Data shown:

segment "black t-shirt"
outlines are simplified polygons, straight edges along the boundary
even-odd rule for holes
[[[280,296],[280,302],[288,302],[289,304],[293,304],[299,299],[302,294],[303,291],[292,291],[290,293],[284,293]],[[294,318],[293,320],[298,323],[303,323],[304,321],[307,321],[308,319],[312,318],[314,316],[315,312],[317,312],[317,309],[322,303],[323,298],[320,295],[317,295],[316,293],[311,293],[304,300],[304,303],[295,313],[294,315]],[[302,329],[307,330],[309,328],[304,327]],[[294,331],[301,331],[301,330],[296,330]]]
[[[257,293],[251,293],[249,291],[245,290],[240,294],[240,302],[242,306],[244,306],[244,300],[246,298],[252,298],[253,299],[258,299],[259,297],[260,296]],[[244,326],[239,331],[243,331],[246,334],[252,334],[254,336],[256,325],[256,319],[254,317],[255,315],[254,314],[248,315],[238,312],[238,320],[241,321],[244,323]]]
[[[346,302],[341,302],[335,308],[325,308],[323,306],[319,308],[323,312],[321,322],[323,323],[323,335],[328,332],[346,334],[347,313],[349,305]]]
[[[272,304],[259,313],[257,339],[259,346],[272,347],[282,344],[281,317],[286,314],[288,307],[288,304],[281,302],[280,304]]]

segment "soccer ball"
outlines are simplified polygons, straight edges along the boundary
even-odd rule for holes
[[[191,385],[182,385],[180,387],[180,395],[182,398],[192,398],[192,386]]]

What this task involves: Can you repeat all of these lines, replacing "simplified polygons" with "approximate polygons" and leaving everything else as it is?

Task answer:
segment "black t-shirt"
outlines are approximate polygons, straight edges along the boundary
even-odd rule for holes
[[[280,296],[280,302],[288,302],[289,304],[293,304],[299,299],[302,294],[303,291],[292,291],[290,293],[284,293]],[[294,318],[293,320],[298,323],[303,323],[304,321],[307,321],[308,319],[312,318],[314,316],[315,312],[317,312],[317,309],[322,303],[323,298],[320,295],[317,295],[316,293],[311,293],[304,300],[304,303],[295,313],[294,315]],[[302,329],[307,330],[309,328],[304,327]],[[294,331],[301,331],[301,330],[296,330]]]
[[[257,293],[251,293],[249,291],[245,290],[240,294],[240,302],[242,306],[244,306],[244,300],[246,298],[252,298],[253,299],[258,299],[259,297],[260,296]],[[244,326],[239,331],[243,331],[246,334],[252,334],[254,336],[256,325],[256,319],[254,317],[255,315],[254,314],[248,315],[238,312],[238,320],[241,321],[244,323]]]
[[[346,302],[341,302],[335,308],[325,308],[323,306],[319,308],[323,312],[321,322],[323,323],[323,335],[328,332],[346,334],[347,313],[349,305]]]
[[[272,304],[259,313],[257,339],[259,346],[272,347],[282,344],[281,317],[286,314],[288,307],[288,304],[281,302],[280,304]]]

segment "soccer ball"
outlines are approximate polygons, straight edges along the boundary
even-odd rule for holes
[[[191,385],[182,385],[180,387],[180,395],[182,398],[192,398],[192,386]]]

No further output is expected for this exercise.